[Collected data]
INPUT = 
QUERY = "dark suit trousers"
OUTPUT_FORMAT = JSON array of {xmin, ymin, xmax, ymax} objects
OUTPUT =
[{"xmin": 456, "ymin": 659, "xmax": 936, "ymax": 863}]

WHAT IS BEING ASKED | Would you return every line of the data above exactly?

ANSWER TO THE PROBLEM |
INPUT = 
QUERY = "dark suit trousers"
OUTPUT_FORMAT = JSON array of {xmin, ymin, xmax, ymax} objects
OUTPUT =
[{"xmin": 456, "ymin": 659, "xmax": 936, "ymax": 863}]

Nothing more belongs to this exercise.